AIM OF THE EXERCISE: Find each line in the rows below that contains the word "plastic" and copy those lines out. Case matters.
____ GIVEN RECORDS
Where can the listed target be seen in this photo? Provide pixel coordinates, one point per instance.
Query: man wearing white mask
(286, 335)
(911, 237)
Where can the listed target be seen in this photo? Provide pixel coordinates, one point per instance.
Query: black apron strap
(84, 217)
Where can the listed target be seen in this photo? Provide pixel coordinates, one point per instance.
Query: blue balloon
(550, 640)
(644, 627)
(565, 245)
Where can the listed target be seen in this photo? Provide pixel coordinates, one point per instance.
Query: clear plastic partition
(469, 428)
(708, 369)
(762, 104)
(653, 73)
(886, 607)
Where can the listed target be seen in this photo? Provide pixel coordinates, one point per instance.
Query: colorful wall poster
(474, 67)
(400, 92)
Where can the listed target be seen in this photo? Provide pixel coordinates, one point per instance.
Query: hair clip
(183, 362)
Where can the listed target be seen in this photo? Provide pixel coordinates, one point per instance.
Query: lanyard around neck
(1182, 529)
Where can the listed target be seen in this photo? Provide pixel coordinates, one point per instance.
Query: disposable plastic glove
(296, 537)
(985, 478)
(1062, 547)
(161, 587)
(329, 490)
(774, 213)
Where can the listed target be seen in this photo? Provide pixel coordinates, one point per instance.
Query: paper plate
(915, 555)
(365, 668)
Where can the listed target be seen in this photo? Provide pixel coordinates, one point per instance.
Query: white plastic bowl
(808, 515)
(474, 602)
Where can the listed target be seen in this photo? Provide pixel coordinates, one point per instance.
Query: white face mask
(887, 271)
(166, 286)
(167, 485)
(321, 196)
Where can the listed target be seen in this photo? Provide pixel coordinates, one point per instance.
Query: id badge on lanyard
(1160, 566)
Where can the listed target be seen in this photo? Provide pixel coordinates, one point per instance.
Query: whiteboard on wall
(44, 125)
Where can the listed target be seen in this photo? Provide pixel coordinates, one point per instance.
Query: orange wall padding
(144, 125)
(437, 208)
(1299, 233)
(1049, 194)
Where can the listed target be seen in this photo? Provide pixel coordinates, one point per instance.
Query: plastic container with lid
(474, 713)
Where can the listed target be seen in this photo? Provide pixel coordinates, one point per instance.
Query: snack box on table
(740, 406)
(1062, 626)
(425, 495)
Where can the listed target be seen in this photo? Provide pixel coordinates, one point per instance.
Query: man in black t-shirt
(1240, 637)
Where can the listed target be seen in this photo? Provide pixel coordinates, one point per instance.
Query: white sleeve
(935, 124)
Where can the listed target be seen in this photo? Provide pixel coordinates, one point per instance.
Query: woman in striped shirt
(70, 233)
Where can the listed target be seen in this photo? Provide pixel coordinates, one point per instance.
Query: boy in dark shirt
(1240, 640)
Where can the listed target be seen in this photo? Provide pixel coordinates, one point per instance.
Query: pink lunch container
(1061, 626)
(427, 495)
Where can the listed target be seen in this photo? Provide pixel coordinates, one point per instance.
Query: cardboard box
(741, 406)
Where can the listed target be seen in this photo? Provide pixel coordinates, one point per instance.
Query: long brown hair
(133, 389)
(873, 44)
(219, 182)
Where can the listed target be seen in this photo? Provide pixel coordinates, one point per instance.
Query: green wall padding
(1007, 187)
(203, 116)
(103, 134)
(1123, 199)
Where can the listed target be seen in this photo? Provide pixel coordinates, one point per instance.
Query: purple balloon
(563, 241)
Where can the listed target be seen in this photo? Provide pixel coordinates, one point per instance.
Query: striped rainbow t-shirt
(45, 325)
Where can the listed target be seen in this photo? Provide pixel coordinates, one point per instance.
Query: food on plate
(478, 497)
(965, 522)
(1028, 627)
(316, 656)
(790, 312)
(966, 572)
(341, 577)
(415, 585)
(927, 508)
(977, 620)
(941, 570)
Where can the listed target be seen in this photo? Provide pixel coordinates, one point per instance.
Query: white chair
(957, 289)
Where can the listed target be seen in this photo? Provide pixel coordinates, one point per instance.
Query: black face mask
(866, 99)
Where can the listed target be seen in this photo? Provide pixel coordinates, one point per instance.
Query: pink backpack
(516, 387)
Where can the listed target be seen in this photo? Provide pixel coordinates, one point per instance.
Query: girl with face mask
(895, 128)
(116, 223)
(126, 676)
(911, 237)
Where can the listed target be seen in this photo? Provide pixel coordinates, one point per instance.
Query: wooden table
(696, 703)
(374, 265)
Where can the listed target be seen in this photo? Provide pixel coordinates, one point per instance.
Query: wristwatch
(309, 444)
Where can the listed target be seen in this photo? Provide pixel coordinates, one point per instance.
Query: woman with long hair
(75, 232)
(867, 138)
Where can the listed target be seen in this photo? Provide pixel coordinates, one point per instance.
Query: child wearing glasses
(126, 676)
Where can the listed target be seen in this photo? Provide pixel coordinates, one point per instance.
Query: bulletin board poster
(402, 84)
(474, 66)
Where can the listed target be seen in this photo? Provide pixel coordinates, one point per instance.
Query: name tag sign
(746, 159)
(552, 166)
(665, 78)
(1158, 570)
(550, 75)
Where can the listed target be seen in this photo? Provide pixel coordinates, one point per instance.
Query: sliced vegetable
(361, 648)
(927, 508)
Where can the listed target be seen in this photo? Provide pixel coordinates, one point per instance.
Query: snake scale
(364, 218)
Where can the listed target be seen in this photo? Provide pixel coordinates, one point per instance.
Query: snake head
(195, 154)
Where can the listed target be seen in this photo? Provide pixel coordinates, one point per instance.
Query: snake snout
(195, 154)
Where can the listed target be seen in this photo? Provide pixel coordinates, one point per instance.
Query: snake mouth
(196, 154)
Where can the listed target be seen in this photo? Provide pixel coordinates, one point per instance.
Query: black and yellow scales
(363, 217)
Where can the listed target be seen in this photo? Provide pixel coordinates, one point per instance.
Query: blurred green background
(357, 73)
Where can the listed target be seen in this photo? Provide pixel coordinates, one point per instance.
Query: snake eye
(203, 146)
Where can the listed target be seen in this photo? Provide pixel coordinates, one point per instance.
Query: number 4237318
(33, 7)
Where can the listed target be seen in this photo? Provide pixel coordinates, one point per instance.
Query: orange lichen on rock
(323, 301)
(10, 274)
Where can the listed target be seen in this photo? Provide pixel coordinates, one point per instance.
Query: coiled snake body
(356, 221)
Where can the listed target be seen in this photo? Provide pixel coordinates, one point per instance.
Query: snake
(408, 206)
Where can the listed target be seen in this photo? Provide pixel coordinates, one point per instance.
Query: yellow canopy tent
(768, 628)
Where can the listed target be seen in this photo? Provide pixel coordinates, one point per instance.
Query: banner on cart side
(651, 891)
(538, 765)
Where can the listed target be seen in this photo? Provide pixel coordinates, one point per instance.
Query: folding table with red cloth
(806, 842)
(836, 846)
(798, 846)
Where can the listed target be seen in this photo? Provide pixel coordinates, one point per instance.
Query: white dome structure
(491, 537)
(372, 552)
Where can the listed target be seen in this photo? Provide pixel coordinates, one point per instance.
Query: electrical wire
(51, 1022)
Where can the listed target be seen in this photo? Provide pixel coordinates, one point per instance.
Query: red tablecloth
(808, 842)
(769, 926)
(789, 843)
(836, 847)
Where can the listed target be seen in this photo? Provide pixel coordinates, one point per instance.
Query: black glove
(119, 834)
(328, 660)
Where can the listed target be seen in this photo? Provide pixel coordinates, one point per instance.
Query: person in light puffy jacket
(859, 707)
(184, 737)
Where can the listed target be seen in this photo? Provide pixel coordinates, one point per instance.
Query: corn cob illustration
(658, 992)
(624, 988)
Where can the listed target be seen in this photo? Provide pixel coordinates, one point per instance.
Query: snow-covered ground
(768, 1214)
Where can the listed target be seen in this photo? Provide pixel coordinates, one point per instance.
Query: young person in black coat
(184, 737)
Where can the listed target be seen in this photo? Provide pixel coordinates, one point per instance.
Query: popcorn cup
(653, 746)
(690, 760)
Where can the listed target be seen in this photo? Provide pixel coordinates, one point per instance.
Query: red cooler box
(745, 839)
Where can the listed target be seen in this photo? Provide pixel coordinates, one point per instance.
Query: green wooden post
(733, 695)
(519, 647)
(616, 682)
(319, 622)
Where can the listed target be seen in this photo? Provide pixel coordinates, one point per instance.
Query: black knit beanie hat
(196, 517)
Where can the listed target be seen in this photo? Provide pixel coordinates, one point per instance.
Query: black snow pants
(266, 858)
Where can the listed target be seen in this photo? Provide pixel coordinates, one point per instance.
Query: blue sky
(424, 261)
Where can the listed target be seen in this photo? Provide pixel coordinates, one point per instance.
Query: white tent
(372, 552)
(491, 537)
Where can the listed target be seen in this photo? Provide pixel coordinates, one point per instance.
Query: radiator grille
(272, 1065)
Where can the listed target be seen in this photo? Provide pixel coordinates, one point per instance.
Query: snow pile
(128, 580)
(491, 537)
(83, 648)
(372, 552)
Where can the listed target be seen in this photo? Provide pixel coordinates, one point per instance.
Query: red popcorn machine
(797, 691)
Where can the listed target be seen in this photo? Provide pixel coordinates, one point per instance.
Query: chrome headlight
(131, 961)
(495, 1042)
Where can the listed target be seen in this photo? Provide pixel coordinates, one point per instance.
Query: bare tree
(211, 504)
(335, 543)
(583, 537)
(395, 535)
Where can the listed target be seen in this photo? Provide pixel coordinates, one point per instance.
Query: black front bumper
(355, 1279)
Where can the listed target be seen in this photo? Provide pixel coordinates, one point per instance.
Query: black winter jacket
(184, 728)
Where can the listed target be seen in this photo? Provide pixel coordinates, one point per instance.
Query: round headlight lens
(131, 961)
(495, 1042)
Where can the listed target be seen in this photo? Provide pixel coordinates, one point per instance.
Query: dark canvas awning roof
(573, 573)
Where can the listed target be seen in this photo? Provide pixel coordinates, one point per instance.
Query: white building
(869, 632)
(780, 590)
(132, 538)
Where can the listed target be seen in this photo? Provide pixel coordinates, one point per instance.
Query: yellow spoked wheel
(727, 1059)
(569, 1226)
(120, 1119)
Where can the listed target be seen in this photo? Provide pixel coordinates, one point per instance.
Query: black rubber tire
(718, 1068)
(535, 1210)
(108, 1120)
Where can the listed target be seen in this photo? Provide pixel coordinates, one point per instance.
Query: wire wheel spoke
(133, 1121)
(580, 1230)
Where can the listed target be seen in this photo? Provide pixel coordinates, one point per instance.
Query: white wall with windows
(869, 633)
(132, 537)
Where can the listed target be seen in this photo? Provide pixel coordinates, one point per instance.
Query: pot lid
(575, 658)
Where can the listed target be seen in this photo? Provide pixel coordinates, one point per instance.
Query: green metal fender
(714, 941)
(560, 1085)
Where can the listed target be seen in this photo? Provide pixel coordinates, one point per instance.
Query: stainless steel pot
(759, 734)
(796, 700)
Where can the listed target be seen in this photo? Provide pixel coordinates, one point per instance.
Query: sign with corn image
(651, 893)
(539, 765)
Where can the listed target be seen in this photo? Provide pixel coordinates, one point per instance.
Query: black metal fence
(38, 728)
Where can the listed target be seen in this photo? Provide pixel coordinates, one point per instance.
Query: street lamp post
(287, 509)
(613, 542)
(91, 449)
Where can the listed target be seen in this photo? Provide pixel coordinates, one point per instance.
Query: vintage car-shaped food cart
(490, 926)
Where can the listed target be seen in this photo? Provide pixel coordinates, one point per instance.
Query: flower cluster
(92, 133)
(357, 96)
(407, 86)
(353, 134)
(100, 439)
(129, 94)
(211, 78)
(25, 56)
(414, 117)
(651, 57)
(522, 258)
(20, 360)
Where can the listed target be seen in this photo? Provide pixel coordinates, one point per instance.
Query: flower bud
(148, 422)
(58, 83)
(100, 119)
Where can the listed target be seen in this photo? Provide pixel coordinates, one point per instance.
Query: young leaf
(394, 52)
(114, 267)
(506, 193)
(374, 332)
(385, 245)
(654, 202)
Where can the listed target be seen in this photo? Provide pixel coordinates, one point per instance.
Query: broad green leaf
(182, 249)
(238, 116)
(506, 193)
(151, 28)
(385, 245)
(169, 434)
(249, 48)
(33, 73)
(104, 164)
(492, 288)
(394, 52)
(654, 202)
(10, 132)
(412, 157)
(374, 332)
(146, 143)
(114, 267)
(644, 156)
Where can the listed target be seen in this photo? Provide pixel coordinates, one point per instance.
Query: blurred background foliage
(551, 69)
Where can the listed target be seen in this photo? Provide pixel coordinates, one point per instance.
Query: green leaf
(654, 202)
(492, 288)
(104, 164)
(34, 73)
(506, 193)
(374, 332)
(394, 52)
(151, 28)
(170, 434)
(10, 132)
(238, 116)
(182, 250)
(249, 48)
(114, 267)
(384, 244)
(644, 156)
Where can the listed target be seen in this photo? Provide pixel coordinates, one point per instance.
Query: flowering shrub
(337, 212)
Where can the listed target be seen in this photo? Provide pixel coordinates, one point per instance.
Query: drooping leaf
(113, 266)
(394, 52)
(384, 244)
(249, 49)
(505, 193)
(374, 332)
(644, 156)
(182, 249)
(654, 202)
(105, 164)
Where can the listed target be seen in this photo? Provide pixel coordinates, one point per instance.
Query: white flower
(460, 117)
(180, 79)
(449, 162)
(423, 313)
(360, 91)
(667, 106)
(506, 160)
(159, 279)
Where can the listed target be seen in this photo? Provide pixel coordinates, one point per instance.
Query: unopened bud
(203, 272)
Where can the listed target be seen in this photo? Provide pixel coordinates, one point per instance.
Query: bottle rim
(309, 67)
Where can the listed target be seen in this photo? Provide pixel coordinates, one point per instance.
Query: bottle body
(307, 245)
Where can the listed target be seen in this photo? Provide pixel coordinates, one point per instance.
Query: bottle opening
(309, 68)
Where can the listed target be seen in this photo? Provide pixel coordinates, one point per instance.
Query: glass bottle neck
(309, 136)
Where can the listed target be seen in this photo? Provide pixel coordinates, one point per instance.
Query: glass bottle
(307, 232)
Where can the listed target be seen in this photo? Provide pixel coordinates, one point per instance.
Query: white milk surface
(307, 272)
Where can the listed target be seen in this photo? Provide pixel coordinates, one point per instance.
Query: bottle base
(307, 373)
________
COMPLETE RESPONSE:
Query: clear plastic partition
Query: disposable plastic glove
Query: white plastic bowl
Query: plastic container with lid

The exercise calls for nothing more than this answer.